> **Directions**: Copy the data starting with the line that contains "Could you please locate the fir" and going on through the line that contains "left=0, top=289, right=1000, bottom=667", both included, swapping every "bounding box" for "enclosing rectangle" and leaving all else unchanged.

> **Data provided**:
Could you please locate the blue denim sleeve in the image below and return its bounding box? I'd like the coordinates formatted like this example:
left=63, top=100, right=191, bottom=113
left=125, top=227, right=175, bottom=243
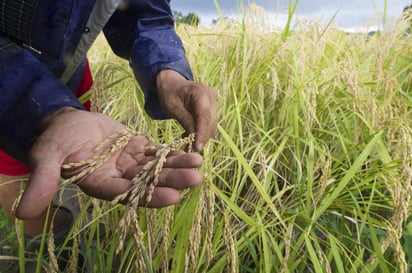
left=0, top=36, right=83, bottom=162
left=104, top=0, right=193, bottom=119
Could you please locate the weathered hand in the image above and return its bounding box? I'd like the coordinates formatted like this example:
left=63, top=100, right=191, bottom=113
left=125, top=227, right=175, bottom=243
left=16, top=108, right=202, bottom=219
left=156, top=70, right=217, bottom=151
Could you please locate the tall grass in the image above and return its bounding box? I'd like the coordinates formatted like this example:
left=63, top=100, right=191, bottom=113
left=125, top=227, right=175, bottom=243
left=0, top=4, right=412, bottom=273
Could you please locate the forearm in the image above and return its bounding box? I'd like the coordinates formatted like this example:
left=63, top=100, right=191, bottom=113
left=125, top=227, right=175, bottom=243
left=104, top=0, right=193, bottom=119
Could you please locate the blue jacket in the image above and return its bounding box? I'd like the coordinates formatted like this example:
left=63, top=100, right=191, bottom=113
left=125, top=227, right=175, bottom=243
left=0, top=0, right=193, bottom=161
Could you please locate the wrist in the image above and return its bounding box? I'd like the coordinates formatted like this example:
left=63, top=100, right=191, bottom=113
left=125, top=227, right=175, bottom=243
left=156, top=70, right=189, bottom=91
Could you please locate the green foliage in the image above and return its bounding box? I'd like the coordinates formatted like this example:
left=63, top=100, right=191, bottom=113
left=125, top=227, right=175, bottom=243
left=3, top=6, right=412, bottom=273
left=173, top=11, right=200, bottom=27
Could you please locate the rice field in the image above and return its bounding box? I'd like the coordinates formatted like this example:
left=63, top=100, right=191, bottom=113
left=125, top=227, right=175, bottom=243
left=0, top=4, right=412, bottom=273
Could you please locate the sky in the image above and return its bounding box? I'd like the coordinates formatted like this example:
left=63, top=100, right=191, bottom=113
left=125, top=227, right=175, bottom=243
left=170, top=0, right=412, bottom=29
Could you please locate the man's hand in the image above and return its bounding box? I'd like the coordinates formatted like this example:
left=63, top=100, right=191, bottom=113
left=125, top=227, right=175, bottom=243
left=156, top=70, right=217, bottom=151
left=16, top=108, right=202, bottom=219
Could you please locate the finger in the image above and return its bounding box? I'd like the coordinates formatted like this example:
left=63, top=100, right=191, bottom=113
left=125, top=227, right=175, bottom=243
left=171, top=105, right=196, bottom=134
left=78, top=178, right=132, bottom=201
left=163, top=153, right=203, bottom=169
left=16, top=153, right=61, bottom=220
left=124, top=153, right=203, bottom=180
left=158, top=169, right=203, bottom=190
left=193, top=89, right=217, bottom=151
left=139, top=188, right=180, bottom=208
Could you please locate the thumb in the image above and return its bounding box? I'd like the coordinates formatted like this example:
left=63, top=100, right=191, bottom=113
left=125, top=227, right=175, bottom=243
left=16, top=153, right=61, bottom=220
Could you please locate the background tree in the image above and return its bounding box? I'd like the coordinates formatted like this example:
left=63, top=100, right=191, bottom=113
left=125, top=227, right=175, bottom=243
left=173, top=11, right=200, bottom=27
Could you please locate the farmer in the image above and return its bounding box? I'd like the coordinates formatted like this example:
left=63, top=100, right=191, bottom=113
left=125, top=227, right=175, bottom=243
left=0, top=0, right=216, bottom=268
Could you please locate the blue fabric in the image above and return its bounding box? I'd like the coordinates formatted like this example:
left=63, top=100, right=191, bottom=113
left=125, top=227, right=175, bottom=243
left=0, top=0, right=193, bottom=161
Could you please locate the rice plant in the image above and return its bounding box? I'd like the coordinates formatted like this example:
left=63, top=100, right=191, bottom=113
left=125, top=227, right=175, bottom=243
left=0, top=3, right=412, bottom=273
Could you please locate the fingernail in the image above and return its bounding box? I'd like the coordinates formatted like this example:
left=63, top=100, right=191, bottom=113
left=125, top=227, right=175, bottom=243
left=197, top=143, right=204, bottom=151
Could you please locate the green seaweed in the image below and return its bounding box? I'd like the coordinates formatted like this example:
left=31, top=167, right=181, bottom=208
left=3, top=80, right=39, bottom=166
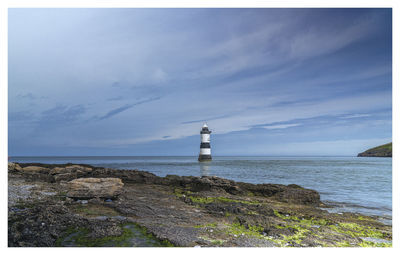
left=55, top=223, right=174, bottom=247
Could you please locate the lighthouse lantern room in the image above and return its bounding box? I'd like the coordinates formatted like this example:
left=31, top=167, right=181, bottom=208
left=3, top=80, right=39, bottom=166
left=199, top=124, right=211, bottom=161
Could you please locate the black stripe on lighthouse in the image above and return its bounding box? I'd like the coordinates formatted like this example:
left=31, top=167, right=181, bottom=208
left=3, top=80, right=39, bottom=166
left=199, top=124, right=211, bottom=161
left=200, top=143, right=211, bottom=149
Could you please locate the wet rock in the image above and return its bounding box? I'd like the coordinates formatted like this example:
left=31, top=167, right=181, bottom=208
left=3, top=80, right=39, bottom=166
left=8, top=162, right=22, bottom=171
left=67, top=178, right=124, bottom=198
left=21, top=166, right=49, bottom=174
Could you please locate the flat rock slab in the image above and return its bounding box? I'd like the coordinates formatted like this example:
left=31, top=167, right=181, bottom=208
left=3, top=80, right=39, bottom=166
left=67, top=178, right=124, bottom=199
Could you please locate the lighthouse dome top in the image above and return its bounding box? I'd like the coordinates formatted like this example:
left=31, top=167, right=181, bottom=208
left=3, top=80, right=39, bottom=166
left=200, top=123, right=211, bottom=134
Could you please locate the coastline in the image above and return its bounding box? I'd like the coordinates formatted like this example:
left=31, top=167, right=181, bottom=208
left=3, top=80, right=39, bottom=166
left=8, top=163, right=392, bottom=247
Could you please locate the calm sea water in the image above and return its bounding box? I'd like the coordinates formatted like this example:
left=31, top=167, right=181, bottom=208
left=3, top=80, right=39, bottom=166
left=10, top=157, right=392, bottom=221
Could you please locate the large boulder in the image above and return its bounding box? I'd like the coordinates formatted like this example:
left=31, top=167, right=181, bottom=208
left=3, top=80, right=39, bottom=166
left=8, top=162, right=22, bottom=171
left=67, top=178, right=124, bottom=199
left=21, top=166, right=49, bottom=174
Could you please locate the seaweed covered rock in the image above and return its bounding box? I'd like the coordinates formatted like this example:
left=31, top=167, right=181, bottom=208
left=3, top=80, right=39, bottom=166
left=67, top=178, right=124, bottom=199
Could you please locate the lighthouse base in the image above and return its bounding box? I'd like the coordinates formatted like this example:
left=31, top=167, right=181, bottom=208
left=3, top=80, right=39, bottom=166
left=199, top=154, right=212, bottom=161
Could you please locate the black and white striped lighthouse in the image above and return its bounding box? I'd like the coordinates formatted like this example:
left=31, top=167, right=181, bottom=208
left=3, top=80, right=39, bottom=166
left=199, top=124, right=211, bottom=161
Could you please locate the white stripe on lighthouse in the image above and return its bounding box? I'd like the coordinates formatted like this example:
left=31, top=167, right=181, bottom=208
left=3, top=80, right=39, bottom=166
left=199, top=124, right=211, bottom=161
left=201, top=134, right=210, bottom=143
left=200, top=148, right=211, bottom=155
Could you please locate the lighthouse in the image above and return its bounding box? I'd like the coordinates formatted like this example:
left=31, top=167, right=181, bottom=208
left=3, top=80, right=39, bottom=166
left=199, top=124, right=211, bottom=161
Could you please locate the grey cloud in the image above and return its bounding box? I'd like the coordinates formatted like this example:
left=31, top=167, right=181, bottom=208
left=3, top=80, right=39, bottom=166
left=39, top=105, right=86, bottom=126
left=99, top=97, right=161, bottom=120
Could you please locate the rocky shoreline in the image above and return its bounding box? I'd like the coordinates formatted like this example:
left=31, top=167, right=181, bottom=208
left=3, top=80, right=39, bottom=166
left=8, top=163, right=392, bottom=247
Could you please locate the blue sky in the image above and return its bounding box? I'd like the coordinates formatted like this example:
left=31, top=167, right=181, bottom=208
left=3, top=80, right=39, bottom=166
left=8, top=9, right=392, bottom=156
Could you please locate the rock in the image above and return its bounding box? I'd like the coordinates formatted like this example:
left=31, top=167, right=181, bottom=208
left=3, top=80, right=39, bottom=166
left=67, top=178, right=124, bottom=198
left=357, top=143, right=392, bottom=157
left=8, top=162, right=22, bottom=171
left=21, top=166, right=49, bottom=173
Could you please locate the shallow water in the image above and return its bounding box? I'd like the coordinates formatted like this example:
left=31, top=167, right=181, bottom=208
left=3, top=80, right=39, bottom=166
left=10, top=157, right=392, bottom=220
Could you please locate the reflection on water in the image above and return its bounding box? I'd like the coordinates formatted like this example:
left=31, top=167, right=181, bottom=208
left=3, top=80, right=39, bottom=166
left=199, top=162, right=211, bottom=176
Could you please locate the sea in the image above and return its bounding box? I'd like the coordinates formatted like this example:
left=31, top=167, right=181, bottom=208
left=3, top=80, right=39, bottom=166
left=9, top=156, right=392, bottom=224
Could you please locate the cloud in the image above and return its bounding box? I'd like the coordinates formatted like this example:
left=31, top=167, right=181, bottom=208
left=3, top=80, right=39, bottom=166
left=263, top=123, right=301, bottom=129
left=99, top=97, right=161, bottom=120
left=340, top=113, right=371, bottom=119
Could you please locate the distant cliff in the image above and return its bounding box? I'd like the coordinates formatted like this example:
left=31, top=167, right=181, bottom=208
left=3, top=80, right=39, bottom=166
left=357, top=143, right=392, bottom=157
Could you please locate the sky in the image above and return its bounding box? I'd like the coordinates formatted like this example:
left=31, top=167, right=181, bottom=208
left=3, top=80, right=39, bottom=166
left=8, top=9, right=392, bottom=156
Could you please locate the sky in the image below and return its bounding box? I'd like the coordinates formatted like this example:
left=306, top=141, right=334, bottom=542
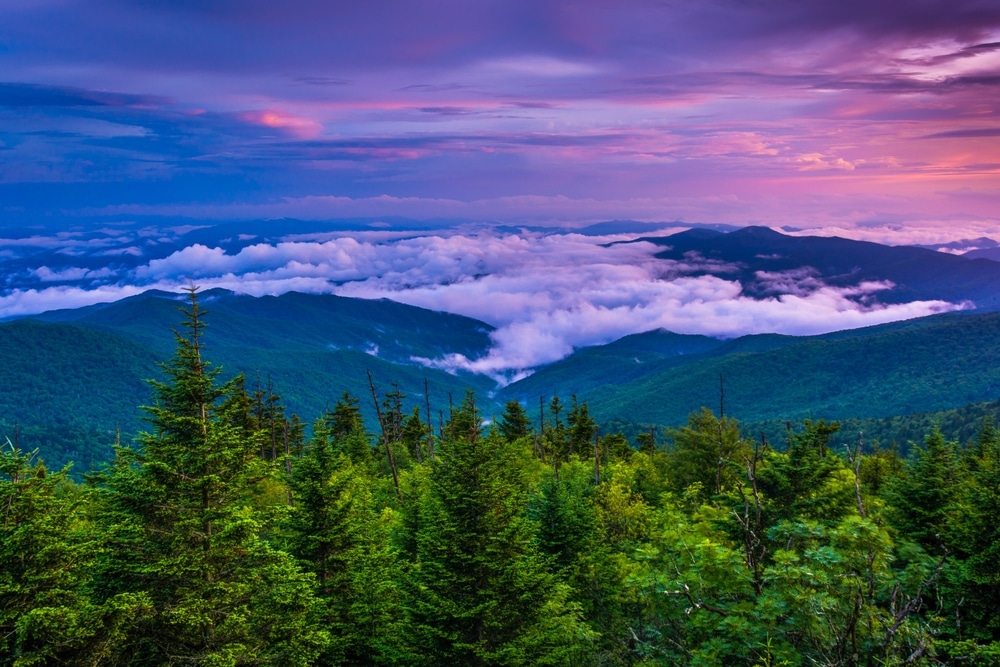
left=0, top=0, right=1000, bottom=379
left=0, top=0, right=1000, bottom=233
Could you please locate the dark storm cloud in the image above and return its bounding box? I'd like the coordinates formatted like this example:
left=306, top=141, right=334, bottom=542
left=0, top=82, right=171, bottom=107
left=0, top=0, right=1000, bottom=224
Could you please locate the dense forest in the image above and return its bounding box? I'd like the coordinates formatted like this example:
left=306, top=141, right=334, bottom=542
left=0, top=290, right=1000, bottom=667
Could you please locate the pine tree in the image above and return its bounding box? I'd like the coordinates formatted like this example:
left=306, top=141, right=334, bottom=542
left=497, top=401, right=531, bottom=442
left=96, top=287, right=328, bottom=665
left=0, top=442, right=149, bottom=667
left=406, top=394, right=587, bottom=665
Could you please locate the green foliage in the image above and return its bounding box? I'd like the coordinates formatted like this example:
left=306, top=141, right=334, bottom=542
left=95, top=290, right=328, bottom=665
left=0, top=443, right=149, bottom=667
left=7, top=290, right=1000, bottom=667
left=667, top=408, right=749, bottom=493
left=405, top=396, right=587, bottom=665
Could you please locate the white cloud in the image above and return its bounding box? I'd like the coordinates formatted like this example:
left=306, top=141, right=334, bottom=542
left=0, top=230, right=959, bottom=382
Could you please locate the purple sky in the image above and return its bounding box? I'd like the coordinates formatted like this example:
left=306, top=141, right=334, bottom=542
left=0, top=0, right=1000, bottom=237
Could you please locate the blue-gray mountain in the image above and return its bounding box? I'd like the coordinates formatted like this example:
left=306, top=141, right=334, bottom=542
left=0, top=228, right=1000, bottom=467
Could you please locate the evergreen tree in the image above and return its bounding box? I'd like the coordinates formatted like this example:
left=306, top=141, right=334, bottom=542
left=888, top=427, right=961, bottom=553
left=566, top=394, right=597, bottom=457
left=90, top=288, right=328, bottom=665
left=287, top=433, right=398, bottom=665
left=0, top=442, right=149, bottom=667
left=497, top=401, right=531, bottom=442
left=667, top=408, right=750, bottom=493
left=406, top=394, right=587, bottom=666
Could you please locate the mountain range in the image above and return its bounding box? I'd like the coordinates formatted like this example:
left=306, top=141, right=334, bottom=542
left=0, top=227, right=1000, bottom=467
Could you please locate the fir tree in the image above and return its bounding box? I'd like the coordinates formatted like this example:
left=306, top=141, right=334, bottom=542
left=89, top=288, right=327, bottom=665
left=406, top=394, right=587, bottom=665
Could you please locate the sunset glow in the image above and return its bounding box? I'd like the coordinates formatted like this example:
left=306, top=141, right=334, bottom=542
left=0, top=0, right=1000, bottom=237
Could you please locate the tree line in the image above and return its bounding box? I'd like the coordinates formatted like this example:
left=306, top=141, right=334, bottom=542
left=0, top=289, right=1000, bottom=667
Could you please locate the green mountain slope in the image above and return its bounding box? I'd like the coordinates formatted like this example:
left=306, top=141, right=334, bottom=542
left=6, top=290, right=496, bottom=468
left=501, top=313, right=1000, bottom=424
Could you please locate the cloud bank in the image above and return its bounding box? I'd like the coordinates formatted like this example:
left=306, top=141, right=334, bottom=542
left=0, top=229, right=959, bottom=382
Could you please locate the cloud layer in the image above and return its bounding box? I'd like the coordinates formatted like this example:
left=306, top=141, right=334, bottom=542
left=0, top=228, right=959, bottom=382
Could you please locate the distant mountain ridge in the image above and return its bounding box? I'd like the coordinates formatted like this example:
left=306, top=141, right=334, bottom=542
left=9, top=227, right=1000, bottom=472
left=637, top=227, right=1000, bottom=310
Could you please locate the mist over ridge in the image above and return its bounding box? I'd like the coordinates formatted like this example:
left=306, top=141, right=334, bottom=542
left=0, top=220, right=1000, bottom=384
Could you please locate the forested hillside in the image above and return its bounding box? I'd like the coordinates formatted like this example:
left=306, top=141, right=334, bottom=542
left=0, top=292, right=1000, bottom=667
left=501, top=313, right=1000, bottom=424
left=9, top=290, right=1000, bottom=473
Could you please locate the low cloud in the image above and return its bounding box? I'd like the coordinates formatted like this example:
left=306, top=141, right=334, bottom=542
left=0, top=230, right=960, bottom=383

> **Correct response**:
Could you please locate the fir tree in the image above and return its enclosing rectangle? I'd like the coordinates formatted like this example:
left=306, top=141, right=334, bottom=542
left=89, top=288, right=327, bottom=665
left=406, top=394, right=587, bottom=665
Could you please locate the sunset glow in the image above and return its enclosing rectangle? I'd like the coordinates formatted like this example:
left=306, top=141, right=334, bottom=542
left=0, top=0, right=1000, bottom=237
Could you please locate the tree line in the image above and return its enclosing rectangle? I'd like the coordinates formatted like this example:
left=306, top=141, right=334, bottom=542
left=0, top=289, right=1000, bottom=667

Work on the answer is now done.